• **Extracted text**
**********

The mobile computing device 100 may comprise a cover 107. In various embodiments, the cover 107 may comprise a detachable plastic battery cover designed to engage with the housing 101 on the back of the mobile computing device 100 and to enclose the battery 103 within the battery compartment 104. As shown, the cover 107 may comprise an outer layer 108, an inner layer 109, and a light-emitting diode (LED) array 110 positioned between the outer layer 108 and the inner layer 109. In general, the cover 107 may be designed so that the separation between the outer layer 108 and the inner layer 109 is sufficient to accommodate the LED array 110 while being as small as possible (e.g., a few millimeters) to preserve the form factor of the mobile computing device 100. While the LED array 110 may be implemented by the cover 107 (e.g., back battery cover) in some embodiments, it can be appreciated that the LED array 110 may be used in any suitable location within the mobile computing device 100 in accordance with the described embodiments.

As shown, the LED array 110 may comprise a plurality of light sources such as LEDs 111-113. The LEDs 111-113 may be implemented by miniature (e.g., single die) LEDs having a size of only a few millimeters. Each of the LEDs 111-113 may be arranged to receive power from the battery 103 or other power supply within the mobile computing device 100. For example, the LED array 110 may comprise spring connectors 114-116 corresponding to each of the LEDs 111-113 for establishing an electrical connection to a power supply when the cover 107 is attached. It can be appreciated that the LED array 110 may be implemented using various configurations (e.g., common anode, common cathode) of LEDs 111-113 and may employ other suitable connection mechanisms in accordance with the described embodiments.

While a single LED array 110 may be suitable for some embodiments, the mobile computing device 100 may comprise multiple LED arrays in various implementations. For example, the cover 107 may comprise the LED array 110 positioned at one end and a second LED array positioned at the opposite end. In such implementations, both LED arrays may utilize the same set of spring connectors 114-116 by connecting the LEDs of the second LED array to the spring connectors 114-116 with very thin wires running through the plastic inner layer 109. It can be appreciated that wiring in this way will not obstruct the light emitted by either of the LED arrays.

It also can be appreciated that any suitable number of LED arrays may be implemented and positioned in various ways depending on the size of the cover 107 or other design factors of the mobile computing device 100. In general, multiple LED arrays may be configured to cooperate with each other. In some cases, multiple LED arrays may behave identically when working together. In other cases, multiple LEDs may behave differently while still cooperating to achieve a desired effect.

**********

Source records:
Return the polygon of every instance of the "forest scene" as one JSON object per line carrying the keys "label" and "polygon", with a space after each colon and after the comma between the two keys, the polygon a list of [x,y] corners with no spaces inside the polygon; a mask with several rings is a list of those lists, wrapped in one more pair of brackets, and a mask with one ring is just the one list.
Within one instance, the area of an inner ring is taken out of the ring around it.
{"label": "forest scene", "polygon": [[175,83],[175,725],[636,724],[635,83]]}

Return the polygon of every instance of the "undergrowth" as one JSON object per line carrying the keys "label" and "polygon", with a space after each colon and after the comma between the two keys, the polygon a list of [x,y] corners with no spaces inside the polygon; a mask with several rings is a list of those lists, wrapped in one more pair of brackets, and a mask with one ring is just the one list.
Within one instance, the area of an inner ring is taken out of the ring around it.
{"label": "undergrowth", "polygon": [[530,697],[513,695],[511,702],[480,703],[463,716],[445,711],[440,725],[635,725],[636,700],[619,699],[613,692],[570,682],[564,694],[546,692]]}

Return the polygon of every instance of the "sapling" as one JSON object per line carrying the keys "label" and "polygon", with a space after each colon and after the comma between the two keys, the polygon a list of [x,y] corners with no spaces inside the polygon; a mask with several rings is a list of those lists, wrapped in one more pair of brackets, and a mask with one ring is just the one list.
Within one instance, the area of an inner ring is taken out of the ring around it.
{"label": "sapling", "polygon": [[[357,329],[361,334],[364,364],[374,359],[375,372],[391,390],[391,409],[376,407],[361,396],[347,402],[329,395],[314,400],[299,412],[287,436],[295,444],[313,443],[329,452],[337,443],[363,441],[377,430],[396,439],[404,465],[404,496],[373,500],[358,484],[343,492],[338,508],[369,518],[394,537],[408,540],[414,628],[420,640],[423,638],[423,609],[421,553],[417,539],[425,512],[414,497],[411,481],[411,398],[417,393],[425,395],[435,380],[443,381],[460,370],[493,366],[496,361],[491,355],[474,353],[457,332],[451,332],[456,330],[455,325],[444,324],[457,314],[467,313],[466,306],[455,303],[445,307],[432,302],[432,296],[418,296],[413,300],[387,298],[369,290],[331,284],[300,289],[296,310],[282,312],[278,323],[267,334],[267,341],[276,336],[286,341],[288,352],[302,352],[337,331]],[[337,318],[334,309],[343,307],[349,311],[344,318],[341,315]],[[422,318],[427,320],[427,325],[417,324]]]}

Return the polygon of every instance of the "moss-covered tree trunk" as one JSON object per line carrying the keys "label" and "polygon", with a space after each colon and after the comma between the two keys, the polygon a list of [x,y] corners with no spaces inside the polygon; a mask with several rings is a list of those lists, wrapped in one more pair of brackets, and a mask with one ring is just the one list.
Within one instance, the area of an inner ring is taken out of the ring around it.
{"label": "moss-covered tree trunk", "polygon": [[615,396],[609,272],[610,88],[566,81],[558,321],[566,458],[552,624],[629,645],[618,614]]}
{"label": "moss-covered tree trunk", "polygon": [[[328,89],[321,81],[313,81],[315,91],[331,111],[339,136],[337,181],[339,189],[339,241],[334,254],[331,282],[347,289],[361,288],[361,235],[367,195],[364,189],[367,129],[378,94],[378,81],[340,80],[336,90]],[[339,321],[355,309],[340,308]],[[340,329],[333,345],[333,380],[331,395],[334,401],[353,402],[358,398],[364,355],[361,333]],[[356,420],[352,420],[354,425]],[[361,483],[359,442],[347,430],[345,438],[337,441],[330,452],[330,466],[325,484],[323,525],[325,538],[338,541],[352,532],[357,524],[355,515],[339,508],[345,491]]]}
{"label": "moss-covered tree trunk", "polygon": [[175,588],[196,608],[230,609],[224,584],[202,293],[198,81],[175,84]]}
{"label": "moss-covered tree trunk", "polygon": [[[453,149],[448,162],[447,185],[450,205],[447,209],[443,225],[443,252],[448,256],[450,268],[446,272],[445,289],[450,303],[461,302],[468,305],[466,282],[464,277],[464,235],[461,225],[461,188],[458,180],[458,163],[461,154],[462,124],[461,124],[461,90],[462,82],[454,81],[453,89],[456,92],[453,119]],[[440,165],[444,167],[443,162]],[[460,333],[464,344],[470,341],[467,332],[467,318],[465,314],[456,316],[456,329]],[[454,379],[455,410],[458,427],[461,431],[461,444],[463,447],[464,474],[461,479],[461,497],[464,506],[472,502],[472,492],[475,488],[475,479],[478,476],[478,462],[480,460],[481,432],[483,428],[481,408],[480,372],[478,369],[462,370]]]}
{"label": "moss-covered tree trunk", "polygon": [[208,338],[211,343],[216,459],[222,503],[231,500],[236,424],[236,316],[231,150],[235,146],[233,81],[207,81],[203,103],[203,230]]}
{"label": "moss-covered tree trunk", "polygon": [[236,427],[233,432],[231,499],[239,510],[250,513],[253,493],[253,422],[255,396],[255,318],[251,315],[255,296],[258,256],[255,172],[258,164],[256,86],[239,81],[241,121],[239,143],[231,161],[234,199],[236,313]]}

**********

Copy the passage about the LED cover word for word, from "It also can" up to and including "a desired effect.". Rely only on the passage about the LED cover.

• **Written answer**
It also can be appreciated that any suitable number of LED arrays may be implemented and positioned in various ways depending on the size of the cover 107 or other design factors of the mobile computing device 100. In general, multiple LED arrays may be configured to cooperate with each other. In some cases, multiple LED arrays may behave identically when working together. In other cases, multiple LEDs may behave differently while still cooperating to achieve a desired effect.